Report how many lines of the records below contain the string "trousers". Reply with the number alone.
**** Dataset extract ****
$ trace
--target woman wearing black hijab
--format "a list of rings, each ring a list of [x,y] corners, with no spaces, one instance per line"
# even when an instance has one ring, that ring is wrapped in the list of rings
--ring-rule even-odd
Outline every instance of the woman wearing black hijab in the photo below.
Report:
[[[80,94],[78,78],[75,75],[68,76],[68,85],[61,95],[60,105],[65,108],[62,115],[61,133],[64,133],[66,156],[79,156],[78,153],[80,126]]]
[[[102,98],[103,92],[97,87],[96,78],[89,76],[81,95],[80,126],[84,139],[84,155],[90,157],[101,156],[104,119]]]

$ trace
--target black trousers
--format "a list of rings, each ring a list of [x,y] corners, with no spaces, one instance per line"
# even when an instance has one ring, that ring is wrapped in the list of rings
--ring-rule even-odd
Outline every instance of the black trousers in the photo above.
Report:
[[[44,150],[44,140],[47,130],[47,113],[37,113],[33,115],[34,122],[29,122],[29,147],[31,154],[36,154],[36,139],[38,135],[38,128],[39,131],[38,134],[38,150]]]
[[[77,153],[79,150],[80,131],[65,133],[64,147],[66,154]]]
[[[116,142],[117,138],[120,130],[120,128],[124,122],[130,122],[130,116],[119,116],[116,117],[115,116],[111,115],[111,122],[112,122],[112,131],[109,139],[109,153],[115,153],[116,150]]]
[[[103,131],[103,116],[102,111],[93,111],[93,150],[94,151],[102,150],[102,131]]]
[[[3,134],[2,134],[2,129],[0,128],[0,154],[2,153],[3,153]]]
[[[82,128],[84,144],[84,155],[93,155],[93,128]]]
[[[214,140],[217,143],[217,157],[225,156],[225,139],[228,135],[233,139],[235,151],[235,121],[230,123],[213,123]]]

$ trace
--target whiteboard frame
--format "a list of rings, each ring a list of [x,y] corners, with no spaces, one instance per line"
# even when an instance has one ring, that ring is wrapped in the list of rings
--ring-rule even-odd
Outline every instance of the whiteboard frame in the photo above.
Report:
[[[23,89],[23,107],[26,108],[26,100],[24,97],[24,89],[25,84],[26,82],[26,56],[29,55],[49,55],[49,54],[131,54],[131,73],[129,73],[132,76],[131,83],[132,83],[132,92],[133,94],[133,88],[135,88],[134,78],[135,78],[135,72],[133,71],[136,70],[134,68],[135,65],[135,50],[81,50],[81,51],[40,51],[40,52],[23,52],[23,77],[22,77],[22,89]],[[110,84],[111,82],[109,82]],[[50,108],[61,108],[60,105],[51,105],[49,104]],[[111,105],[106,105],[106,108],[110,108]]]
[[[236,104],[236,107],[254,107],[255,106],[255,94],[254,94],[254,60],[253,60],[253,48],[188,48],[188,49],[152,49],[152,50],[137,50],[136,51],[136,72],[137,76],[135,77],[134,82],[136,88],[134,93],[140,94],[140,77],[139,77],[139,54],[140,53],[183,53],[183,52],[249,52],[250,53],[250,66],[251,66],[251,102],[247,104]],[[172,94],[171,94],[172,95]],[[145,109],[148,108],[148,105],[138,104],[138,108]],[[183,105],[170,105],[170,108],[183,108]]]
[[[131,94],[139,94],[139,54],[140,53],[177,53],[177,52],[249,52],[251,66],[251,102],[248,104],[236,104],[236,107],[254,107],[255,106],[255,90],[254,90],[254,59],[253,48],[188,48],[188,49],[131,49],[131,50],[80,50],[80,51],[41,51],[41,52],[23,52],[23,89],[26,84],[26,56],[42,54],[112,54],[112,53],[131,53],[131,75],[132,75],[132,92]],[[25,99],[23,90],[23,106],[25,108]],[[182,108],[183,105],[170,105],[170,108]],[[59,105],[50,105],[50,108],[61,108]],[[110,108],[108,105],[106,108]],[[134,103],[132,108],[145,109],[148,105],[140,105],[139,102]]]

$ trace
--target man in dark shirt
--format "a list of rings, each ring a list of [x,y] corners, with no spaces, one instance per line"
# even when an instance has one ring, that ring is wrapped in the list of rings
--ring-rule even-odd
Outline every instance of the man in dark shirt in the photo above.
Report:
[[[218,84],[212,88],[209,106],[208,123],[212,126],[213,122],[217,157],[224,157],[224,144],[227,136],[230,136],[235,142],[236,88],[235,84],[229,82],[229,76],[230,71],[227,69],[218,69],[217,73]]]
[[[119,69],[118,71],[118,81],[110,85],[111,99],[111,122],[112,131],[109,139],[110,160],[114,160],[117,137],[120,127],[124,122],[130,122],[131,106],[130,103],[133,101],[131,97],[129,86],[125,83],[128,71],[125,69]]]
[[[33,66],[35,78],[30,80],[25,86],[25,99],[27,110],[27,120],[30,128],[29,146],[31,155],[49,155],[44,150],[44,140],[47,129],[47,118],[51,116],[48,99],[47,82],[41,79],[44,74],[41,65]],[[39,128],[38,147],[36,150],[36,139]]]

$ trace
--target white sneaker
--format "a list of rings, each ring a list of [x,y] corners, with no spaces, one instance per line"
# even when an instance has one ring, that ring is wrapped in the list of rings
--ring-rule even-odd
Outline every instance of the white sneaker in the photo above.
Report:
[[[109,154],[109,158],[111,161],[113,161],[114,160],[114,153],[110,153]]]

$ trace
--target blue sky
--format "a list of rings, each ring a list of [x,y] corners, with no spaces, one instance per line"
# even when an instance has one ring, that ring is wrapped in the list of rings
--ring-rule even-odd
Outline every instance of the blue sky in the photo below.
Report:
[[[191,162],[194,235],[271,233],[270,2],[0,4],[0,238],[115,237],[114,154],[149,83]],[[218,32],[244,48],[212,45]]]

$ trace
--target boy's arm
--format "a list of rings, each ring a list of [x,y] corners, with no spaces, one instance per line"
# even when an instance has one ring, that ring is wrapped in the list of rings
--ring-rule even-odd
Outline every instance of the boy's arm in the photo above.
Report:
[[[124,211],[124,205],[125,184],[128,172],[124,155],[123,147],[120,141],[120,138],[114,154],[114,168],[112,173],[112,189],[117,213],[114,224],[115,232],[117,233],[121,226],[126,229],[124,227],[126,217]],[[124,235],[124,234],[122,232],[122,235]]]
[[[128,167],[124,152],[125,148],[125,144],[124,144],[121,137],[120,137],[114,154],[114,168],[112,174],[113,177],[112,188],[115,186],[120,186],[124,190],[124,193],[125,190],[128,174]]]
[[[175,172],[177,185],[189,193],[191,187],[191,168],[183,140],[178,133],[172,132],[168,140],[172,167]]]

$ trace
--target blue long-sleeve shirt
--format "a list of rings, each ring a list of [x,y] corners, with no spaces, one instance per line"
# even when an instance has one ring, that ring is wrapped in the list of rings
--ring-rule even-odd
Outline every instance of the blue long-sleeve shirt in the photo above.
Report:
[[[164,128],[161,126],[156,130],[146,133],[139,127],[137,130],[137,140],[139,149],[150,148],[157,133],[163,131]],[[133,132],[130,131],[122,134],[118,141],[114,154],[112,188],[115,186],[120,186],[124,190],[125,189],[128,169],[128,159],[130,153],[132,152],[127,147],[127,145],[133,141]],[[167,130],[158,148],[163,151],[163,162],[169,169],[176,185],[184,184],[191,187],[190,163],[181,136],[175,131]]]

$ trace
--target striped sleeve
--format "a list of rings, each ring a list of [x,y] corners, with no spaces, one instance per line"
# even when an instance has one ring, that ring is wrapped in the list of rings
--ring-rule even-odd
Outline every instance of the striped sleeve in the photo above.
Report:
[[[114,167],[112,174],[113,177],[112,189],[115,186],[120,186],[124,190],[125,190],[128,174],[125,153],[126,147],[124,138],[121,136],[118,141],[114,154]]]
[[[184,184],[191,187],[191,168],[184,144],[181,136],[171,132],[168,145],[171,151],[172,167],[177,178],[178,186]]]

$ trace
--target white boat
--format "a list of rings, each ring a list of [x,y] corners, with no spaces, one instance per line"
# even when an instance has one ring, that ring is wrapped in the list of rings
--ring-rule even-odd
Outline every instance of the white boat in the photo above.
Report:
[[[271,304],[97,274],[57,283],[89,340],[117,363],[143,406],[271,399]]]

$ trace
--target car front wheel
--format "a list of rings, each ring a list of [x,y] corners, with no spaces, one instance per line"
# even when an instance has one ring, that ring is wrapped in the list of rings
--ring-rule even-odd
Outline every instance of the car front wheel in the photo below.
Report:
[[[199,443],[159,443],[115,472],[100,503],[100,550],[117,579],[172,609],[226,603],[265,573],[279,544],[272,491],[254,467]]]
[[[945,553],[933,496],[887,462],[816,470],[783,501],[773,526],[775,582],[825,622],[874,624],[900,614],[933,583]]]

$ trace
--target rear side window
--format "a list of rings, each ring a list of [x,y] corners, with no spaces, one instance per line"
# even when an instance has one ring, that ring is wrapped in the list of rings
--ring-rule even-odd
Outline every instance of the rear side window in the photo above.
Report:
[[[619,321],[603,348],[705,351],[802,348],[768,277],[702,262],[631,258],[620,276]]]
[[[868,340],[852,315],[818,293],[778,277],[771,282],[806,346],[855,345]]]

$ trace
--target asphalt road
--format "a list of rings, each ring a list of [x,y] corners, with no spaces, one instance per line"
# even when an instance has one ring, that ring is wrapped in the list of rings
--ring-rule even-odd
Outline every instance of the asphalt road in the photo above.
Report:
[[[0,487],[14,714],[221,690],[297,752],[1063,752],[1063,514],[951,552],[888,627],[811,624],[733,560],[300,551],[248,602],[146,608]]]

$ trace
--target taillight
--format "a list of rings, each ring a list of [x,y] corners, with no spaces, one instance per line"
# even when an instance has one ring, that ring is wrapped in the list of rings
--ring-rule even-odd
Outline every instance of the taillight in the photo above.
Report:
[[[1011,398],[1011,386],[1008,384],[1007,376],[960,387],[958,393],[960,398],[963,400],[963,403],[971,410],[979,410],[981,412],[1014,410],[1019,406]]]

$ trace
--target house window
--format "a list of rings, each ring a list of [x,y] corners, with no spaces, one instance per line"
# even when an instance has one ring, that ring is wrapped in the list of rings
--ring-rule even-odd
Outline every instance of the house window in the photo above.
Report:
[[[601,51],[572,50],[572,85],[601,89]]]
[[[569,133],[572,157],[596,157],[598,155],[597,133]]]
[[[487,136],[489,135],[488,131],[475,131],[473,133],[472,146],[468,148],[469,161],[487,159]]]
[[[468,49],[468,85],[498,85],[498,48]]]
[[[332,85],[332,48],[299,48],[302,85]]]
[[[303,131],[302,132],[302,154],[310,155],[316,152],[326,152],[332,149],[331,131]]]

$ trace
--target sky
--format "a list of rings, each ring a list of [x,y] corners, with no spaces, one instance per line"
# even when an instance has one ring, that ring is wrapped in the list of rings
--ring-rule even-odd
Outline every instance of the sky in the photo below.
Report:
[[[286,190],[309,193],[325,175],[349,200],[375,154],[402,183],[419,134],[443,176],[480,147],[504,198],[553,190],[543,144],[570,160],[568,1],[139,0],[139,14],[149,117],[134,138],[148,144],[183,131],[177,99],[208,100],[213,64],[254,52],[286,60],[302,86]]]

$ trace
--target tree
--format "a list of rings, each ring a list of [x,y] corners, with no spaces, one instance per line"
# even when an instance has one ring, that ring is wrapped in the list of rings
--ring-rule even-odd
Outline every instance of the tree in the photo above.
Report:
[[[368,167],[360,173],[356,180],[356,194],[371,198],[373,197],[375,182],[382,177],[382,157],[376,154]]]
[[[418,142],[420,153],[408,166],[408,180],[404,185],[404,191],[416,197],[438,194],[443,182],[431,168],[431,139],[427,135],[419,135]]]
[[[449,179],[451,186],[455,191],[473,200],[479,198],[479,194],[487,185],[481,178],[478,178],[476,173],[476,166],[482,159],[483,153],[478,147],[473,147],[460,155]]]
****
### Output of the task
2